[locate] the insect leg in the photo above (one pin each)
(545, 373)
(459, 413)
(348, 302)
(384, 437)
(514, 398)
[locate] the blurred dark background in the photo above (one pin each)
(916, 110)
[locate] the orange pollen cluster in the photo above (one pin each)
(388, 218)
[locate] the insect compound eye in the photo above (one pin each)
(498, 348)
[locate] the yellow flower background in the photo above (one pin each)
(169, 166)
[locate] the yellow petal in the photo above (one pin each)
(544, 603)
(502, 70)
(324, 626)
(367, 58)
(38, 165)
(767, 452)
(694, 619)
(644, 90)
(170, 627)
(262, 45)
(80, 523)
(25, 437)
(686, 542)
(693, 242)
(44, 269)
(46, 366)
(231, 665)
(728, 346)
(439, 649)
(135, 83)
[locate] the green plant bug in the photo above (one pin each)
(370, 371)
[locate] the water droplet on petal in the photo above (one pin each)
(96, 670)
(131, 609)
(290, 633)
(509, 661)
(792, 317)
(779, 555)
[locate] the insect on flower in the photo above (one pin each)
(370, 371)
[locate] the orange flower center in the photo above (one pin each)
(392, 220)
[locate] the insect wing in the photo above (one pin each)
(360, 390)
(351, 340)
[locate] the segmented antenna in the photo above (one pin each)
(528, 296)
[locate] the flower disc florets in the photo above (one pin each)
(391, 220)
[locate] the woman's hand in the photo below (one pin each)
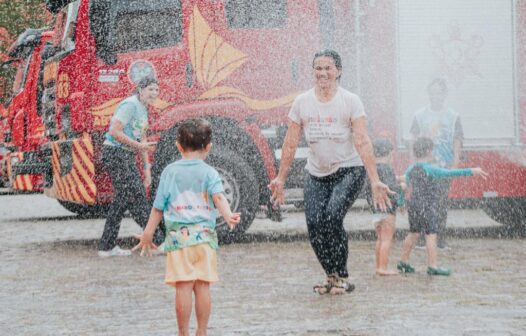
(276, 187)
(233, 220)
(147, 177)
(381, 194)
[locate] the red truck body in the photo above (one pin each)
(23, 128)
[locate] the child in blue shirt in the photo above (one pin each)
(423, 179)
(187, 197)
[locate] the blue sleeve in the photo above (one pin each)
(162, 198)
(214, 183)
(124, 113)
(438, 172)
(401, 199)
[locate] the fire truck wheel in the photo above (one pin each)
(510, 211)
(85, 210)
(241, 190)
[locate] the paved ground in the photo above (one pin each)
(52, 282)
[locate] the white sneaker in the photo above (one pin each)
(115, 252)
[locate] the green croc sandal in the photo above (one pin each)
(405, 267)
(439, 271)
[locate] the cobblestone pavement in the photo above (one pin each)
(52, 282)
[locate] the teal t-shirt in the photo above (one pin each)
(185, 195)
(134, 117)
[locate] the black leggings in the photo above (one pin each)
(327, 200)
(128, 194)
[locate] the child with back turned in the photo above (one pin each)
(384, 221)
(423, 179)
(187, 192)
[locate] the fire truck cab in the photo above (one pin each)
(23, 129)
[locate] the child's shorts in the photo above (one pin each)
(197, 262)
(378, 217)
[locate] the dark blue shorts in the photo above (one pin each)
(423, 219)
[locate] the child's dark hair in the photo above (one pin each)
(194, 134)
(422, 147)
(382, 147)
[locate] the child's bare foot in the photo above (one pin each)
(386, 272)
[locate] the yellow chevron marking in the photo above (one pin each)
(87, 141)
(230, 92)
(27, 180)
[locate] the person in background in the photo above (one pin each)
(189, 193)
(442, 124)
(384, 221)
(340, 153)
(423, 180)
(124, 140)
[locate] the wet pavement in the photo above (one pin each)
(52, 282)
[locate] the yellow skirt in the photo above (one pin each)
(197, 262)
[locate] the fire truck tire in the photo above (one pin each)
========================================================================
— SET PROBLEM —
Copy the entries above faithfully and omit every image.

— SOLUTION TO THE PROBLEM —
[locate] the insect leg in the photo above (one pin each)
(545, 373)
(459, 413)
(348, 302)
(384, 437)
(514, 398)
[locate] the blurred dark background in the photo above (one pin each)
(916, 110)
[locate] the orange pollen cluster in the photo above (one pin each)
(388, 218)
[locate] the insect compound eye in the photo above (one pin each)
(498, 348)
[locate] the yellow flower background in the photo above (one pin each)
(169, 166)
[locate] the yellow petal in the photo above (one pin each)
(544, 603)
(502, 70)
(324, 626)
(367, 58)
(38, 165)
(767, 452)
(694, 619)
(644, 90)
(170, 627)
(262, 45)
(80, 523)
(25, 437)
(686, 542)
(693, 242)
(44, 269)
(46, 366)
(231, 665)
(728, 346)
(439, 649)
(135, 83)
[locate] the green plant bug in the photo above (one pin each)
(370, 371)
[locate] the water droplet on petal in the photo above (one pin each)
(96, 670)
(131, 609)
(290, 633)
(509, 661)
(792, 317)
(779, 555)
[locate] the insect on flower in the photo above (one pin each)
(370, 371)
[locate] the orange flower center in the photo above (one pin each)
(392, 220)
[locate] the insect wing in the photo above (one pin each)
(360, 390)
(351, 340)
[locate] the segmented antenna in the photo above (one pin each)
(528, 296)
[locate] the flower disc florets in the photo above (one pin each)
(391, 220)
[locate] the woman's hand in the photo below (one pin each)
(276, 187)
(233, 220)
(147, 177)
(381, 194)
[locate] the red truck body in the photo above (one pin each)
(23, 128)
[locate] the child in blue shirt in the photo above (one pin each)
(423, 179)
(187, 197)
[locate] the blue sleeve in the photo above (one pin each)
(162, 198)
(214, 183)
(124, 113)
(438, 172)
(401, 199)
[locate] the fire truck wheel in the photo above (one pin each)
(510, 211)
(85, 210)
(241, 190)
[locate] the paved ground in the photo above (one pin each)
(52, 282)
[locate] the white sneaker in the photo above (one pin each)
(115, 252)
[locate] the green croc sandal in the photo above (one pin each)
(405, 267)
(439, 271)
[locate] the cobblestone pavement in the photo above (one pin each)
(52, 282)
[locate] the teal t-shirt in the photo above (one pin each)
(185, 195)
(134, 117)
[locate] the black leggings in the photo above (one pin each)
(327, 200)
(128, 194)
[locate] the child with back turned in the photo above (one pin each)
(384, 221)
(423, 179)
(187, 192)
[locate] the fire truck cab in the photo above (one pin each)
(23, 129)
[locate] the child's shorts in the photo above (one pin each)
(197, 262)
(378, 217)
[locate] the dark blue shorts in the photo above (one pin each)
(423, 219)
[locate] the child's dark hair in the photo above (one pin each)
(194, 134)
(422, 147)
(382, 147)
[locate] the child's bare foot in the photo above (one pin each)
(386, 272)
[locate] the yellow chevron marking in the photo above (one pin each)
(87, 141)
(230, 92)
(27, 180)
[locate] the person in background in the photo above (one pin each)
(189, 193)
(442, 124)
(384, 221)
(340, 153)
(423, 180)
(124, 140)
[locate] the wet pavement in the photo above (one pin each)
(52, 282)
[locate] the yellow skirt in the photo above (one pin each)
(197, 262)
[locate] the fire truck tire in the photo above (one pin each)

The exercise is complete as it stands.